**** Page text ****

BMCR 1998.05.26

Response: Segal on Seaford on Segal, Dionysiac Poetics and Euripides’ Bacchae

Response to 1998.03.10

Response by

Few contemporary scholars have made as many interesting and valuable contributions as Richard Seaford to understanding Euripides’ most problematical play (see e. g., Dionysiac Poetics [henceforth DP ] 354), and I regret being on the opposite side of the interpretive fence. In the new Afterword to DP and elsewhere I have set out some of the reasons for my disagreements with S.’s approach, and it would be tedious to repeat all of that here; but S.’s comments offer an opportunity to clarify yet again some fundamental differences of outlook that may hopefully be of interest to more than just the two of us. 1

The difference between our views rests on fundamentally different notions of how literature works. For S. Greek tragedy, grosso modo, replicates cultural patterns; for me, it is engaged in more “complex” negotiations with these patterns, using them, to be sure, but not always in a direct one-to-one correspondence, and not necessarily simply affirming them or restamping them onto its narrative material. In my Afterword, apropos of the antithetical views of S. and Froma Zeitlin about Dionysus and the city ( DP 357), I tried briefly to address the question of why knowledgeable and sophisticated interpreters can and do differ so widely. One of the issues between S. and myself is the difference between an exclusionary reading (for S. the Bacchae can be understood only in terms of its ritual background) and one more open to the potential multiplicity of meaning.

**** Stored data ****

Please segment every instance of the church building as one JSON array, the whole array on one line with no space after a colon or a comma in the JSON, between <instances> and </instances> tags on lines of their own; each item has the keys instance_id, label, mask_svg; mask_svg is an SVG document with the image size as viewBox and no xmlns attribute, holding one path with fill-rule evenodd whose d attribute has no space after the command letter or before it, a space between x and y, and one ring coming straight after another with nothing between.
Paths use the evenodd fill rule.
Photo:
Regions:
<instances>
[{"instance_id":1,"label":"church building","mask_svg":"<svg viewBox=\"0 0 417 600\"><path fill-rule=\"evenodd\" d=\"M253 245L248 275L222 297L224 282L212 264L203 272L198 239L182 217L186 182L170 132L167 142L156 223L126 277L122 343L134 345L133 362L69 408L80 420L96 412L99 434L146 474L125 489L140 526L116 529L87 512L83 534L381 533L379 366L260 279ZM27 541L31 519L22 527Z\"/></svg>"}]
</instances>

****

_What the task asks_. Copy out the review response on Dionysiac Poetics in full, word for word. The records have no connection to the review response.

_Exercise answer_.
BMCR 1998.05.26

Response: Segal on Seaford on Segal, Dionysiac Poetics and Euripides’ Bacchae

Response to 1998.03.10

Response by

Few contemporary scholars have made as many interesting and valuable contributions as Richard Seaford to understanding Euripides’ most problematical play (see e. g., Dionysiac Poetics [henceforth DP ] 354), and I regret being on the opposite side of the interpretive fence. In the new Afterword to DP and elsewhere I have set out some of the reasons for my disagreements with S.’s approach, and it would be tedious to repeat all of that here; but S.’s comments offer an opportunity to clarify yet again some fundamental differences of outlook that may hopefully be of interest to more than just the two of us. 1

The difference between our views rests on fundamentally different notions of how literature works. For S. Greek tragedy, grosso modo, replicates cultural patterns; for me, it is engaged in more “complex” negotiations with these patterns, using them, to be sure, but not always in a direct one-to-one correspondence, and not necessarily simply affirming them or restamping them onto its narrative material. In my Afterword, apropos of the antithetical views of S. and Froma Zeitlin about Dionysus and the city ( DP 357), I tried briefly to address the question of why knowledgeable and sophisticated interpreters can and do differ so widely. One of the issues between S. and myself is the difference between an exclusionary reading (for S. the Bacchae can be understood only in terms of its ritual background) and one more open to the potential multiplicity of meaning.